* START Excerpted data *

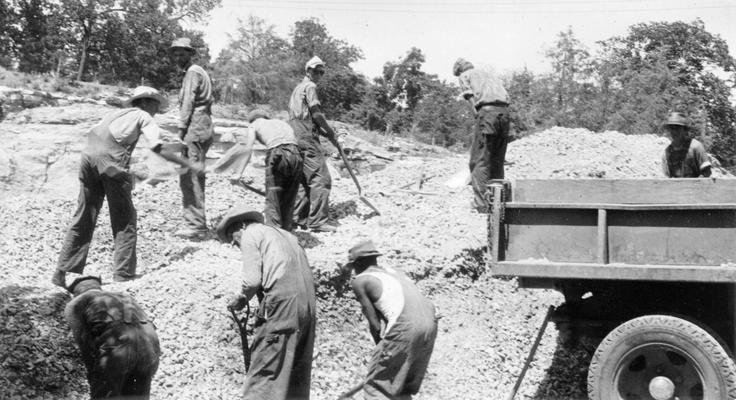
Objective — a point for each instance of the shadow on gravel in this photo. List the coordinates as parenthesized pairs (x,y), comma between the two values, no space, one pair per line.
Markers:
(566,377)
(37,352)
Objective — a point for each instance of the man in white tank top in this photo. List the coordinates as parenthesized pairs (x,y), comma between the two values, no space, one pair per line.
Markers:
(404,346)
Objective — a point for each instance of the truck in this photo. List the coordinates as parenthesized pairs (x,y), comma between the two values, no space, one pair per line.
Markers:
(646,266)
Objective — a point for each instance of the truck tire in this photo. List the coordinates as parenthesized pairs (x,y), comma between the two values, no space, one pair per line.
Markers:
(661,357)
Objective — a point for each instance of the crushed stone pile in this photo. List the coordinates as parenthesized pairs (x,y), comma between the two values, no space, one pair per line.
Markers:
(487,324)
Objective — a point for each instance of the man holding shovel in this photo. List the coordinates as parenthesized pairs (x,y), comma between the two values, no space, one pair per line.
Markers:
(283,165)
(403,350)
(103,172)
(306,117)
(275,268)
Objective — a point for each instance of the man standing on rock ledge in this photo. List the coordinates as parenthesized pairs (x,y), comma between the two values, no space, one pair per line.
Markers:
(402,352)
(196,130)
(275,268)
(684,157)
(103,172)
(490,103)
(306,118)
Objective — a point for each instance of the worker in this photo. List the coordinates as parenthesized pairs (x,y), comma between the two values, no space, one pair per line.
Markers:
(283,164)
(387,296)
(104,172)
(491,128)
(196,130)
(684,157)
(305,116)
(119,345)
(275,268)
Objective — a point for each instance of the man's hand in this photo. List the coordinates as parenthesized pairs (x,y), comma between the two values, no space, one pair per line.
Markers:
(237,302)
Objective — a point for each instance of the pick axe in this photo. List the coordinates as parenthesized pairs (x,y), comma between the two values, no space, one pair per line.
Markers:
(355,180)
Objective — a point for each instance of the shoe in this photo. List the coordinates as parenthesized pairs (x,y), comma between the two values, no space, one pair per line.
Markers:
(324,228)
(191,233)
(59,279)
(121,278)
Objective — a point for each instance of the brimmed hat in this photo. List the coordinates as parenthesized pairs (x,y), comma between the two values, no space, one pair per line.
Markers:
(236,214)
(677,119)
(255,114)
(182,43)
(314,62)
(142,92)
(363,249)
(84,283)
(460,66)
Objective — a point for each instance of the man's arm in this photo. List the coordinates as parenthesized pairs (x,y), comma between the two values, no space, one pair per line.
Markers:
(188,93)
(365,290)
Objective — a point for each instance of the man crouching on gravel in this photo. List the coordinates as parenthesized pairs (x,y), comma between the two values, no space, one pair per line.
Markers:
(119,345)
(275,268)
(104,173)
(402,353)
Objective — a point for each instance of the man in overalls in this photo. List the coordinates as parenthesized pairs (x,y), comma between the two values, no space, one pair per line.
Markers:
(103,172)
(275,268)
(283,164)
(403,350)
(196,130)
(490,104)
(119,345)
(305,116)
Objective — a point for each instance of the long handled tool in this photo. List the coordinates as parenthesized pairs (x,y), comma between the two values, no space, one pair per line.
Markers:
(533,350)
(355,180)
(243,334)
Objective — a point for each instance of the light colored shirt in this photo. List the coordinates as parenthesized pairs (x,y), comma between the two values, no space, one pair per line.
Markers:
(196,91)
(484,87)
(267,253)
(132,123)
(687,162)
(391,302)
(272,132)
(303,97)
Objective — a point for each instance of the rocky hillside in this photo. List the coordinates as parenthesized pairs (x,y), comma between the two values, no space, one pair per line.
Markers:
(487,324)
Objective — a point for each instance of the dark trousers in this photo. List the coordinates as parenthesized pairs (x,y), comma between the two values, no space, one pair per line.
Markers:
(488,151)
(93,189)
(283,172)
(192,186)
(313,199)
(123,369)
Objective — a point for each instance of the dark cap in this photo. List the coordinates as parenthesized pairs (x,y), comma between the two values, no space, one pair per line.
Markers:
(236,214)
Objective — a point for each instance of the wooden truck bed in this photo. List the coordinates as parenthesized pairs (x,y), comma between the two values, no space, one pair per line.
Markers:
(632,229)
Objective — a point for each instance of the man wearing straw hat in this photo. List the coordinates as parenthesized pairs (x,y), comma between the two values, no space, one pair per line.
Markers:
(404,346)
(196,130)
(119,344)
(276,270)
(283,164)
(104,173)
(306,117)
(684,157)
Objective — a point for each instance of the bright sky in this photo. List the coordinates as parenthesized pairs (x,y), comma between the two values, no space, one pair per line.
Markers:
(504,35)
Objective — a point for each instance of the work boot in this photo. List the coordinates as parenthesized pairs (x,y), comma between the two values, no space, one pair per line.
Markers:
(191,233)
(324,228)
(59,278)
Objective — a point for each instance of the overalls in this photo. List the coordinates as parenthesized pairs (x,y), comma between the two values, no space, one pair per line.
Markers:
(103,172)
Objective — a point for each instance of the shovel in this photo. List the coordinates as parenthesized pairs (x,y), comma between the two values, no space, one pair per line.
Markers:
(352,175)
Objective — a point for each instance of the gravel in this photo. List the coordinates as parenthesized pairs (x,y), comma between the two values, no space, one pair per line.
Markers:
(487,325)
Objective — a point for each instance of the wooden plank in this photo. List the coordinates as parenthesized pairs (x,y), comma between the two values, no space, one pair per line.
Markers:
(617,271)
(630,207)
(625,191)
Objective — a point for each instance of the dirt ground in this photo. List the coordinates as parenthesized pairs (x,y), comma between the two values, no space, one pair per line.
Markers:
(487,324)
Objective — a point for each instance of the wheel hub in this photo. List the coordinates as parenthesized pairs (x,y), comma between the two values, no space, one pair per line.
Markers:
(661,388)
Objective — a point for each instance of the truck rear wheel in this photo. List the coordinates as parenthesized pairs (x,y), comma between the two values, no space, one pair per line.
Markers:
(661,357)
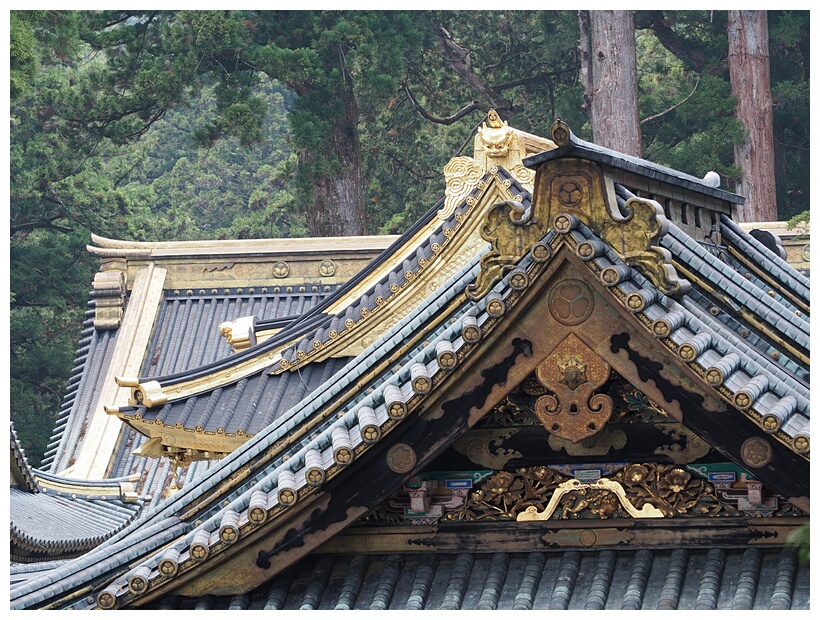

* END Excerpted data *

* **What to work on**
Render each line of the rows above as a Markdown table with the columns "Line No." and "Text", one line per table row, skipping blank lines. Leave the pictures out of the answer.

* **Solution for this problem**
| Line No. | Text |
|---|---|
| 1 | Objective — a point for each instance of the shadow on gravel in this photo. List the coordinates as parenthesized pairs (x,y), comma between the two values, no space, one pair per line. |
| 2 | Markers: |
| 3 | (566,377) |
| 4 | (37,352) |
| 5 | Objective — a point for each instance of the man in white tank top in this photo. List the coordinates as parenthesized pairs (x,y), comma between the two values, no space, one pair per line. |
| 6 | Markers: |
| 7 | (404,346) |
| 8 | Objective — a point for each instance of the truck in this photo. List the coordinates as parenthesized pairs (x,y), comma between the two values, no space, one pair per line. |
| 9 | Markers: |
| 10 | (646,266) |
| 11 | Objective — a point for each instance of the truck tire in this photo. List the coordinates as parenthesized pairs (x,y), comma between the two values, no space, one pair per line. |
| 12 | Markers: |
| 13 | (661,357) |
| 14 | Objective — a point for each instance of the crushed stone pile in this photo. List the coordinates as parenthesized pairs (x,y), comma between the two values, no space, one pair per line. |
| 15 | Markers: |
| 16 | (487,324) |
| 17 | Objective — a point for each instance of the man holding shovel in this photo. List the coordinates as parenthesized pairs (x,y), comma between the two values, no space, one pair per line. |
| 18 | Markers: |
| 19 | (283,165) |
| 20 | (403,350) |
| 21 | (103,172) |
| 22 | (306,117) |
| 23 | (275,268) |
| 24 | Objective — a point for each instance of the man standing on rock ledge in this photo. List the coordinates as parenthesized pairs (x,y), comma between the two values, no space, one pair per line. |
| 25 | Markers: |
| 26 | (402,352) |
| 27 | (196,130) |
| 28 | (275,268) |
| 29 | (684,157) |
| 30 | (103,172) |
| 31 | (490,103) |
| 32 | (306,118) |
| 33 | Objective — a point for each instance of the worker in this photo. List the coordinates as parenthesized pairs (x,y), comma between the two values, no space, one pair per line. |
| 34 | Markers: |
| 35 | (283,164) |
| 36 | (387,296) |
| 37 | (104,172) |
| 38 | (491,128) |
| 39 | (196,130) |
| 40 | (684,157) |
| 41 | (305,116) |
| 42 | (119,345) |
| 43 | (275,268) |
| 44 | Objective — a point for each instance of the man's hand in this photo. List the coordinates as parenthesized pairs (x,y), comma between the two values, no space, one pair per line. |
| 45 | Markers: |
| 46 | (237,302) |
| 47 | Objective — a point for each instance of the pick axe in this photo. List the coordinates as parenthesized pairs (x,y), comma between the two values, no space, one pair per line. |
| 48 | Markers: |
| 49 | (355,180) |
| 50 | Objective — a point for each instance of the shoe in this photo. List the coordinates as parenthesized pairs (x,y), comma between the two values, no space, one pair per line. |
| 51 | Markers: |
| 52 | (324,228) |
| 53 | (191,233) |
| 54 | (59,279) |
| 55 | (121,278) |
| 56 | Objective — a point for each instance of the brimmed hat in this photo. List the coordinates as parenthesized pairs (x,y), comma between the two values, no space, one pair per line. |
| 57 | Markers: |
| 58 | (236,214) |
| 59 | (677,119) |
| 60 | (255,114) |
| 61 | (182,43) |
| 62 | (314,62) |
| 63 | (142,92) |
| 64 | (363,249) |
| 65 | (84,283) |
| 66 | (460,66) |
| 67 | Objective — a point for each instance of the man's arm in this photo. List the coordinates as parenthesized pairs (x,y), comma between the two values, no space, one pair per line. |
| 68 | Markers: |
| 69 | (188,93) |
| 70 | (365,290) |
| 71 | Objective — a point for each instance of the man crouching on gravel in this photo. List the coordinates as parenthesized pairs (x,y), comma between the two values, no space, one pair per line. |
| 72 | Markers: |
| 73 | (119,345) |
| 74 | (275,268) |
| 75 | (104,173) |
| 76 | (402,353) |
| 77 | Objective — a point for each instance of the man in overalls in this photo. List the coordinates as parenthesized pairs (x,y), comma between the two values, no space, one pair per line. |
| 78 | Markers: |
| 79 | (103,172) |
| 80 | (275,268) |
| 81 | (283,164) |
| 82 | (403,350) |
| 83 | (196,130) |
| 84 | (490,104) |
| 85 | (119,345) |
| 86 | (305,116) |
| 87 | Objective — a point for each instance of the long handled tool in this photo. List the coordinates as parenthesized pairs (x,y), comma between the two values, no space, one pair per line. |
| 88 | Markers: |
| 89 | (533,350) |
| 90 | (355,180) |
| 91 | (243,334) |
| 92 | Objective — a point for each instance of the light colored shirt in this photo. List the coordinates as parenthesized pairs (x,y), comma between the two values, no space, one pair per line. |
| 93 | Markers: |
| 94 | (196,91) |
| 95 | (484,87) |
| 96 | (267,253) |
| 97 | (132,123) |
| 98 | (687,162) |
| 99 | (391,302) |
| 100 | (272,132) |
| 101 | (303,97) |
| 102 | Objective — a point for each instance of the rocky hillside in this photo. List the coordinates as parenthesized pairs (x,y), comma between the two values, no space, one pair per line. |
| 103 | Markers: |
| 104 | (487,324) |
| 105 | Objective — a point for each instance of the dark trousers in this photo. List the coordinates as parenthesized pairs (x,y), comma between the two values, no space, one pair per line. |
| 106 | Markers: |
| 107 | (488,151) |
| 108 | (93,189) |
| 109 | (283,172) |
| 110 | (192,186) |
| 111 | (313,199) |
| 112 | (123,369) |
| 113 | Objective — a point for each instance of the dark cap in this photo. List the coordinates as parenthesized pairs (x,y), comma between the two values, no space, one pair per line. |
| 114 | Markers: |
| 115 | (236,214) |
| 116 | Objective — a point for each instance of the wooden truck bed in this photo. List the coordinates as parenthesized pairs (x,y), comma between the two values, no space, one pair per line. |
| 117 | Markers: |
| 118 | (632,229) |
| 119 | Objective — a point for each instance of the man wearing straw hat in this photo. List the coordinates as parenthesized pairs (x,y), comma between the two values, no space, one pair per line. |
| 120 | Markers: |
| 121 | (404,346) |
| 122 | (196,130) |
| 123 | (119,344) |
| 124 | (276,270) |
| 125 | (283,164) |
| 126 | (104,173) |
| 127 | (306,117) |
| 128 | (684,157) |
| 129 | Objective — a point for each instance of the bright sky in this photo. List the coordinates as parenthesized pairs (x,y), comma between the two values, no space, one pair per line. |
| 130 | Markers: |
| 131 | (504,35) |
| 132 | Objective — a point for each instance of the work boot in this photo. List the coordinates as parenthesized pairs (x,y), comma between the two values, no space, one pair per line. |
| 133 | Markers: |
| 134 | (191,233) |
| 135 | (324,228) |
| 136 | (59,278) |
| 137 | Objective — a point for each instance of the overalls in this photo. List the coordinates as parenthesized pairs (x,y), comma between the two values, no space, one pair per line. |
| 138 | Markers: |
| 139 | (103,172) |
| 140 | Objective — a point for each instance of the shovel in this photo. List the coordinates as parenthesized pairs (x,y), comma between the two values, no space, one pair per line. |
| 141 | Markers: |
| 142 | (352,175) |
| 143 | Objective — a point for each instance of the gravel in this photo. List the coordinates as parenthesized pairs (x,y), comma between the two values, no space, one pair per line. |
| 144 | Markers: |
| 145 | (487,325) |
| 146 | Objective — a point for each instance of the wooden plank in this photo. List the coordinates as parenthesized pairs (x,y), comma between the two values, no space, one pair per line. |
| 147 | Markers: |
| 148 | (617,271) |
| 149 | (630,207) |
| 150 | (625,191) |
| 151 | Objective — a point for each instance of the dirt ground in this photo. List the coordinates as parenthesized pairs (x,y), comma between the two values, no space, one pair per line. |
| 152 | Markers: |
| 153 | (487,324) |
| 154 | Objective — a point for each instance of the wheel hub in this photo. List the coordinates as parenthesized pairs (x,y), comma between the two values, no space, one pair per line. |
| 155 | Markers: |
| 156 | (661,388) |
| 157 | Objective — a point for each instance of the truck rear wheel in this photo. List the coordinates as parenthesized pairs (x,y), comma between the two values, no space, one pair per line. |
| 158 | Markers: |
| 159 | (661,357) |